* **Provided entries**
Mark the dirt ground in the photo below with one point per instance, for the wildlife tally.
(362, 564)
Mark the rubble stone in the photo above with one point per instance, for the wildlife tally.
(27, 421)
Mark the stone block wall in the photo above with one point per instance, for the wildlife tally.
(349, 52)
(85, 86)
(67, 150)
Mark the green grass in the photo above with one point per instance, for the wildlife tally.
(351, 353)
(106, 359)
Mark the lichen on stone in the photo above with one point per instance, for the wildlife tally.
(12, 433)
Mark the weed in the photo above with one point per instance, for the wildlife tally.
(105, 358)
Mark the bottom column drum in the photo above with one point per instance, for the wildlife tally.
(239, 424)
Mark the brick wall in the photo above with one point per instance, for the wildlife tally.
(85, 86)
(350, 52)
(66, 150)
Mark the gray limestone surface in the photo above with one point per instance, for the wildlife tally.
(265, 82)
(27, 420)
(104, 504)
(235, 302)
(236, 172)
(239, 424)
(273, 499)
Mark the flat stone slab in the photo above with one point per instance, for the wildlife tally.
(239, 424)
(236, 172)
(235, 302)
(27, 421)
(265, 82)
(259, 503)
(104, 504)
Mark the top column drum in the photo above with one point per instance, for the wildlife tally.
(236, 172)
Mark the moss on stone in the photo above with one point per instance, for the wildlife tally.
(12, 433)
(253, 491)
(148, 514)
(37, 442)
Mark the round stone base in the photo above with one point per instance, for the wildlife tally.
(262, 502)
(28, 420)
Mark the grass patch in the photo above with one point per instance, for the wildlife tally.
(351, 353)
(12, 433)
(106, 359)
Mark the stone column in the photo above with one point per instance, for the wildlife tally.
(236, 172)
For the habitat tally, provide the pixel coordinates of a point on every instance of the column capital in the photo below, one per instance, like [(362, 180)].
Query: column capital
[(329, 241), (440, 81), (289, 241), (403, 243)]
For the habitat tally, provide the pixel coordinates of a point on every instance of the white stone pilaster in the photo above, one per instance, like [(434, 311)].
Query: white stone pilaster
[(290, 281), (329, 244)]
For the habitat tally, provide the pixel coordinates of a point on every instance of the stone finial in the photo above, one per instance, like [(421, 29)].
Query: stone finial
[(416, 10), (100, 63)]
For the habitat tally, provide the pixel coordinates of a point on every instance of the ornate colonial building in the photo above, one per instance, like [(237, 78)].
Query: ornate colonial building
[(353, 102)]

* **What you are asked to do**
Retype the material exactly.

* **Response area**
Mark the dirt ground in the photo below with one point per instance, for the wildlife tally.
(362, 564)
Mark the rubble stone in the photo above with one point per instance, for the wildlife tally.
(27, 421)
Mark the stone block wall in the photo above with one point per instance, for the wildlife tally.
(349, 52)
(85, 86)
(67, 150)
Mark the green grass in the photo above with one point per instance, for the wildlife tally.
(351, 353)
(106, 359)
Mark the lichen on stone in the photo above with one point per instance, for the wildlife tally.
(12, 433)
Mark the weed in the photo above with one point per instance, for the wildlife tally.
(105, 358)
Mark the bottom column drum in the photo above with one point per instance, for the wildlife tally.
(239, 424)
Mark the brick wall in the photo above with one point per instance, for the wildlife tally.
(85, 86)
(350, 52)
(66, 150)
Mark the gray limestone surface in the photo above with one point per instance, for the wildlife tally.
(265, 82)
(27, 420)
(104, 504)
(235, 302)
(236, 172)
(239, 424)
(273, 499)
Mark the flat stone slab in the photo above with one point per instance, for the wildlife tally.
(239, 424)
(236, 172)
(235, 302)
(27, 421)
(265, 82)
(259, 503)
(104, 504)
Mark the top column drum in the photo above with one point per instance, for the wildlife tally.
(236, 172)
Mark the moss on stone in the photo above with one point per instance, for the wildlife tally.
(12, 433)
(253, 491)
(148, 514)
(37, 442)
Mark the round stone base in the photo above with one point per instance, for the wildlife tally.
(262, 502)
(28, 420)
Mark the grass patch in the photo above with one point per instance, for the wildlife tally.
(351, 353)
(12, 433)
(106, 359)
Mark the stone column in the photo above with one point per instance, for the wildlife tally.
(236, 172)
For the habitat tally, provide the pixel coordinates of a point on every instance of the column capital in the photo below, one per instance, like [(362, 180)].
Query: column capital
[(329, 241), (440, 81), (289, 241), (403, 243)]
For the habitat tally, provide the pixel coordinates of a point on every instance of the white stone pilaster in the photo above, one per instance, like [(434, 311)].
Query: white stone pilaster
[(290, 281), (329, 244)]
For the habitat tally, provide the pixel coordinates of a point on every instance of the stone finial in the photo above, one per instance, like [(421, 29)].
Query: stone finial
[(416, 10), (100, 63)]
For the habitat tally, provide the pixel coordinates of a point on every instance of the ornate colonial building in the photo above, one per instance, like [(237, 78)].
Query: ornate colonial building
[(353, 102)]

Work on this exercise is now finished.